PROMPT: From the first line of the entries below to the line with "point: one pixel per instance, each like <point>427,72</point>.", give each line again exactly.
--- INPUT ---
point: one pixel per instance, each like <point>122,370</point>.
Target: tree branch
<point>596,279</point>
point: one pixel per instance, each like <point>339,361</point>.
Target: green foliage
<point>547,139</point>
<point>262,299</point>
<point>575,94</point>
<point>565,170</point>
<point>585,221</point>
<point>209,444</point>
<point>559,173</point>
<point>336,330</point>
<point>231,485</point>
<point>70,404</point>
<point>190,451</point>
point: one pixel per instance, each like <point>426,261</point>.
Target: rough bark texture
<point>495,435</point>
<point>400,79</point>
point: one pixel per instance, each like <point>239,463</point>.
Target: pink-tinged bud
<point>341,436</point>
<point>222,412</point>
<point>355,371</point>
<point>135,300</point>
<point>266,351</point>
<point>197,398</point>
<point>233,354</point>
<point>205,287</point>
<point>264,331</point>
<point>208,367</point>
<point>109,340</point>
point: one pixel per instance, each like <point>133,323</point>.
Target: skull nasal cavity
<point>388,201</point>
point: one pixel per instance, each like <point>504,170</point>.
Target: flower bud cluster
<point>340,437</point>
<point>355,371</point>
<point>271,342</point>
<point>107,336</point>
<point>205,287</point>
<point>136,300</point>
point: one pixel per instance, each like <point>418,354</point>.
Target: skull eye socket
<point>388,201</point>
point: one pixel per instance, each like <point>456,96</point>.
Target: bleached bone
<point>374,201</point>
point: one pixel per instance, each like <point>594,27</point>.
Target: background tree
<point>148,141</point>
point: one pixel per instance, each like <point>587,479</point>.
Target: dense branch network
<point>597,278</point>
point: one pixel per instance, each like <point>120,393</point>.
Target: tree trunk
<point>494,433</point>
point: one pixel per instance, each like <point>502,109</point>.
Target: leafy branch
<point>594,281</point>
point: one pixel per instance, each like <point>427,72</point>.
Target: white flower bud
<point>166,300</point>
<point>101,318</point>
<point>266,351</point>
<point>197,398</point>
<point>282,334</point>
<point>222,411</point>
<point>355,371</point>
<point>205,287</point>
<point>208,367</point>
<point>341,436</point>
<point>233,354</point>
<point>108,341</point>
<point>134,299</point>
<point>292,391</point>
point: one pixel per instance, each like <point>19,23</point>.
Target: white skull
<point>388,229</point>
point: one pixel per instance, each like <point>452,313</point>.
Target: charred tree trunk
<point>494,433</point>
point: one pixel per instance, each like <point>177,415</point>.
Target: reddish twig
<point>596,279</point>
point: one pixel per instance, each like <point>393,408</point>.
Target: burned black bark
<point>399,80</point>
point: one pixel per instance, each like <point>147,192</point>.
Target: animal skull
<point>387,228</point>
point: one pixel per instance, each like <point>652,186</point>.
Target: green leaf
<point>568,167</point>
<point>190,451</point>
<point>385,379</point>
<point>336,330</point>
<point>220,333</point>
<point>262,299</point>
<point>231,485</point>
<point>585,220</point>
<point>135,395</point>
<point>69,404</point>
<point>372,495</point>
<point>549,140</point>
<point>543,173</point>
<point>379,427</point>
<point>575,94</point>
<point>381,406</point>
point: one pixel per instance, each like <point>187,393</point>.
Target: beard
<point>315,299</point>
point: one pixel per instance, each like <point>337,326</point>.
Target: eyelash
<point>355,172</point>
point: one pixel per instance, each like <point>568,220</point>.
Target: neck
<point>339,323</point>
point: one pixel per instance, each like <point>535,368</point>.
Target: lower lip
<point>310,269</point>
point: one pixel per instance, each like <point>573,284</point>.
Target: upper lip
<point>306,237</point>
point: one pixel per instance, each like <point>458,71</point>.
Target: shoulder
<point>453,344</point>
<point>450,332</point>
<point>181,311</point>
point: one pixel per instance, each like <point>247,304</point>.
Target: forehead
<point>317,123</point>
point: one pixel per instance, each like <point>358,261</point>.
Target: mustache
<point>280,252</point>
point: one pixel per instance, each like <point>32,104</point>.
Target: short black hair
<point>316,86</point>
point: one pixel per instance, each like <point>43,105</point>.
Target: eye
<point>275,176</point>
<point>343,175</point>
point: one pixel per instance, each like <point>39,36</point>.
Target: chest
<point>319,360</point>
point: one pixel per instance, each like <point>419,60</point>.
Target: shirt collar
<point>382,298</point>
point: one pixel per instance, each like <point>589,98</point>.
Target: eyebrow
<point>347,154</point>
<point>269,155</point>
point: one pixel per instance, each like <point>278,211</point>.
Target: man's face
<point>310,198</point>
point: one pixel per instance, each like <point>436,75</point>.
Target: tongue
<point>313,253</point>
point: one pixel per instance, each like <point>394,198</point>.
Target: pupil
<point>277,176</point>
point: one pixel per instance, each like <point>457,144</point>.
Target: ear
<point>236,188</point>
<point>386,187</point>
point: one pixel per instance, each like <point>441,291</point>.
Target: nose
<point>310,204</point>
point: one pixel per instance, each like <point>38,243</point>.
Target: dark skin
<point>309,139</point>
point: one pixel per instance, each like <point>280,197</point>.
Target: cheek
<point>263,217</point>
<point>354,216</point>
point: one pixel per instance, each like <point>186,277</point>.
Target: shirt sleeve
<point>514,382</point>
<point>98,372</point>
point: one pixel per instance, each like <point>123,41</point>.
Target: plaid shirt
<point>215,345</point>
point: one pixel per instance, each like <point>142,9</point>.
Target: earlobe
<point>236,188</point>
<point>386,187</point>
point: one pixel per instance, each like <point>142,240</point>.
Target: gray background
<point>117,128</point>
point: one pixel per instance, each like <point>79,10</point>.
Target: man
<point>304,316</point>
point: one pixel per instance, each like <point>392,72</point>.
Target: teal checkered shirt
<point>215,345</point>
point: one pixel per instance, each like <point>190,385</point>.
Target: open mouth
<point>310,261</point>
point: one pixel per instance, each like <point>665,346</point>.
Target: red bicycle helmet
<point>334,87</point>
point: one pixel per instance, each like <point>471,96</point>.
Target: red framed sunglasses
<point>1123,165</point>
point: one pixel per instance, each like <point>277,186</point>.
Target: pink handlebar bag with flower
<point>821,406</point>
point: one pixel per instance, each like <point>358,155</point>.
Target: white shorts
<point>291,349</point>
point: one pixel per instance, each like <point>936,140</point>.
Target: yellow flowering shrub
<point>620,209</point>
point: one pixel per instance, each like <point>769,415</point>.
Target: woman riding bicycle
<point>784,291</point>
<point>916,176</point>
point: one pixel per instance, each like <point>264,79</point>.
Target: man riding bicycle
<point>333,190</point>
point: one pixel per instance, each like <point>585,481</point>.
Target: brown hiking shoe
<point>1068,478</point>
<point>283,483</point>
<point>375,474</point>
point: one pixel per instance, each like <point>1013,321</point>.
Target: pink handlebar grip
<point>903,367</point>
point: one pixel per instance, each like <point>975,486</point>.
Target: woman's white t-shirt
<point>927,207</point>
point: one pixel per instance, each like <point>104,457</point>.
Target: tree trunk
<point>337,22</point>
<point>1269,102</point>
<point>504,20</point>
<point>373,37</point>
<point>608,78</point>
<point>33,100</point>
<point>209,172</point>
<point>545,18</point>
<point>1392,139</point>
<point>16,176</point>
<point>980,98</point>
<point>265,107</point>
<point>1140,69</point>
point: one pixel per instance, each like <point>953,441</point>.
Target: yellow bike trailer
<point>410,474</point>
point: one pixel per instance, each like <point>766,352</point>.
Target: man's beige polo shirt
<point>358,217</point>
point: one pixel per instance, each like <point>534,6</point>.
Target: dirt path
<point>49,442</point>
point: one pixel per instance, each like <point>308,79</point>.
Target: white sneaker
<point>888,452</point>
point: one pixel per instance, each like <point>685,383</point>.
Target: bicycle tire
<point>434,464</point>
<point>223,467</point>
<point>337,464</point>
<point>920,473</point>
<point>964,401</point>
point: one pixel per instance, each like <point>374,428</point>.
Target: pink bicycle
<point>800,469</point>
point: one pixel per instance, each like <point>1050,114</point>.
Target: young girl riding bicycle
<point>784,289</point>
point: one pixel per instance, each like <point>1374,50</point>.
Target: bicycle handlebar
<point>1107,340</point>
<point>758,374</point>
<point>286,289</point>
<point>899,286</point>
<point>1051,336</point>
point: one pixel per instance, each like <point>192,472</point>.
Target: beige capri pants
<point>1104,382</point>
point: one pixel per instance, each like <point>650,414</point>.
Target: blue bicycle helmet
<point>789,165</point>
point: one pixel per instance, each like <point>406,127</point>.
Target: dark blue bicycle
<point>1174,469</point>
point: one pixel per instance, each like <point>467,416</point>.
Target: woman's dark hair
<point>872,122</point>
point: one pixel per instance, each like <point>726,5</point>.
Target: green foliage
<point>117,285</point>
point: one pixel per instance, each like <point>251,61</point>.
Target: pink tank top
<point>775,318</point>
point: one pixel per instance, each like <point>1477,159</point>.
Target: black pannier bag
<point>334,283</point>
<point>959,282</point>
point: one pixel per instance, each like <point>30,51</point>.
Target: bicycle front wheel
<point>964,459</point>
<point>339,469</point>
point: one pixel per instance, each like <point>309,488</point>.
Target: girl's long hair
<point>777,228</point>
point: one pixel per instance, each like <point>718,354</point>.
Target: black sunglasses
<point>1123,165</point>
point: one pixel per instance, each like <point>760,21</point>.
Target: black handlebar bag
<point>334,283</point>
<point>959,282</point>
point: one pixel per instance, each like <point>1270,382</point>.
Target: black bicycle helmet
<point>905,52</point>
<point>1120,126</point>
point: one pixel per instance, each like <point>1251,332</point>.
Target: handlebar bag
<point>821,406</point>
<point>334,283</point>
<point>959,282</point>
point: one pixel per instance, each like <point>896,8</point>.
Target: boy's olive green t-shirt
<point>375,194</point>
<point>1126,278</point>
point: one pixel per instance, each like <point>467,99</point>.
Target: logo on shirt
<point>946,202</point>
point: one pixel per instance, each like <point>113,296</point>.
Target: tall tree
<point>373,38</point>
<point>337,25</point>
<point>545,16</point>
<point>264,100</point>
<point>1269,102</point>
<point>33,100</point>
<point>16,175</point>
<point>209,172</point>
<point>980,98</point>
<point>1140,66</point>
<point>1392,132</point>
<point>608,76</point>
---
TASK RESPONSE:
point: one pixel per instance, each like <point>122,370</point>.
Target: tree branch
<point>596,279</point>
point: one pixel per instance, each like <point>339,361</point>.
Target: green foliage
<point>547,139</point>
<point>262,299</point>
<point>575,94</point>
<point>565,170</point>
<point>585,221</point>
<point>209,444</point>
<point>559,173</point>
<point>336,330</point>
<point>231,485</point>
<point>70,404</point>
<point>190,451</point>
point: one pixel per instance, each like <point>426,261</point>.
Target: rough bark texture
<point>495,435</point>
<point>400,79</point>
point: one pixel per instance, each like <point>239,463</point>.
Target: pink-tinged bud
<point>341,436</point>
<point>222,412</point>
<point>355,371</point>
<point>135,300</point>
<point>266,351</point>
<point>197,398</point>
<point>233,354</point>
<point>205,287</point>
<point>264,331</point>
<point>208,367</point>
<point>109,340</point>
point: one pixel per instance, each like <point>133,323</point>.
Target: skull nasal cavity
<point>388,201</point>
point: one pixel per instance, each like <point>504,170</point>.
Target: flower bud cluster
<point>340,437</point>
<point>355,371</point>
<point>271,342</point>
<point>107,336</point>
<point>205,287</point>
<point>136,300</point>
point: one pixel per instance, each like <point>418,354</point>.
Target: skull eye socket
<point>388,201</point>
point: one pixel per instance, each like <point>456,96</point>.
Target: bleached bone
<point>374,201</point>
point: one pixel per instance, each like <point>594,27</point>.
Target: background tree
<point>148,141</point>
point: one pixel per instance, each like <point>587,479</point>.
Target: dense branch network
<point>597,278</point>
point: one pixel per instance, each like <point>120,393</point>.
Target: tree trunk
<point>494,433</point>
point: one pixel per instance, each like <point>502,109</point>.
Target: leafy branch
<point>594,281</point>
point: one pixel per instance, each like <point>427,72</point>.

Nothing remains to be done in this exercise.